== The task ==
Rewrite the lines below, changing every "in pixels" to "in pixel coordinates" and leaving everything else as it is.

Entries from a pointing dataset
## Begin

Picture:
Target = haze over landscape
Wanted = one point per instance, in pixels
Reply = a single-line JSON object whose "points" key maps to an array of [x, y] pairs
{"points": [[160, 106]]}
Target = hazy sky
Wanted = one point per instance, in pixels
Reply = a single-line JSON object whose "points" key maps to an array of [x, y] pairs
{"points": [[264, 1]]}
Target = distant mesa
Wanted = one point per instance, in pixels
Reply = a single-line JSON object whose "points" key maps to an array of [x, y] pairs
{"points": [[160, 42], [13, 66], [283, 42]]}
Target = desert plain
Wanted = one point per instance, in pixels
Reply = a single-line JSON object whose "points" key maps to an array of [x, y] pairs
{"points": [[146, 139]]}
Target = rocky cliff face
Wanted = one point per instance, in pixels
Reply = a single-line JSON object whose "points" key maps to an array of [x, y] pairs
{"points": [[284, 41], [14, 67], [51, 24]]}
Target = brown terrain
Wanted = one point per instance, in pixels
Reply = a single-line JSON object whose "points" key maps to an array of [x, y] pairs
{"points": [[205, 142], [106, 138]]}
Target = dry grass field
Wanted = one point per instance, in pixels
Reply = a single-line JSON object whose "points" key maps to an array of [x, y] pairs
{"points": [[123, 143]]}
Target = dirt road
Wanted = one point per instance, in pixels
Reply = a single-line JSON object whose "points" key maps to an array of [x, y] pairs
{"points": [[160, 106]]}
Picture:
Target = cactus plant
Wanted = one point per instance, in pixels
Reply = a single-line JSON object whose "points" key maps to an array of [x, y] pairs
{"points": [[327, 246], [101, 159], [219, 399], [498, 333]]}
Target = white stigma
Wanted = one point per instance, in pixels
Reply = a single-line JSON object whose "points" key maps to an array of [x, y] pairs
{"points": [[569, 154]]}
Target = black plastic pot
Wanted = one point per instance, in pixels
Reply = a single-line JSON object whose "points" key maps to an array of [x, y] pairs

## End

== Correct output ==
Picture:
Target = haze over landscape
Wanted = one point per instance, in pixel coordinates
Reply = a single-line JSON object whose "points" key maps to an array of [x, y] pairs
{"points": [[160, 106]]}
Target = hazy sky
Wanted = one point per instance, in pixel coordinates
Reply = a single-line JSON object whose "points" key maps to an array of [x, y] pairs
{"points": [[264, 1]]}
Target = distant mesa
Wanted = one point per instance, in pixel coordinates
Reply = a single-line JSON object whose "points" key maps to an array of [x, y] pairs
{"points": [[160, 42], [13, 66], [283, 42]]}
Target = desert plain
Wanted = one point per instance, in pixel coordinates
Reply = a single-line JSON object whose "points" key maps to an array of [x, y] pairs
{"points": [[146, 139]]}
Target = rocky cliff face
Wanted = one point per instance, in pixel coordinates
Reply = a single-line JSON object whose "points" key maps to an array of [x, y] pairs
{"points": [[284, 41], [14, 67], [51, 24]]}
Target = brown terrain
Wanted = one point per instance, in pixel coordinates
Reply = a single-line JSON object whose "points" key maps to an array of [x, y] pairs
{"points": [[205, 142], [106, 138]]}
Target = dry grass field
Wanted = one point per instance, in pixel coordinates
Reply = a single-line JSON object whose "points" key maps to an array of [x, y] pairs
{"points": [[123, 143]]}
Target = dirt road
Wanted = one point per instance, in pixel coordinates
Reply = a single-line JSON object whose "points" key maps to an array of [x, y] pairs
{"points": [[160, 106]]}
Picture:
Target = cactus plant
Wanted = one point per instance, in pixel coordinates
Reply = a single-line JSON object whose "points" key maps to an array of [x, y] pairs
{"points": [[327, 246], [101, 159], [219, 399], [498, 333]]}
Target = white stigma
Wanted = one point per instance, in pixel coordinates
Reply = a single-line JSON object whose "points" key maps to an array of [x, y] pairs
{"points": [[569, 154]]}
Target = black plastic pot
Wanted = one point per instance, in pixel coordinates
Reply = a single-line JSON object whose "points" key maps to an array of [x, y] pairs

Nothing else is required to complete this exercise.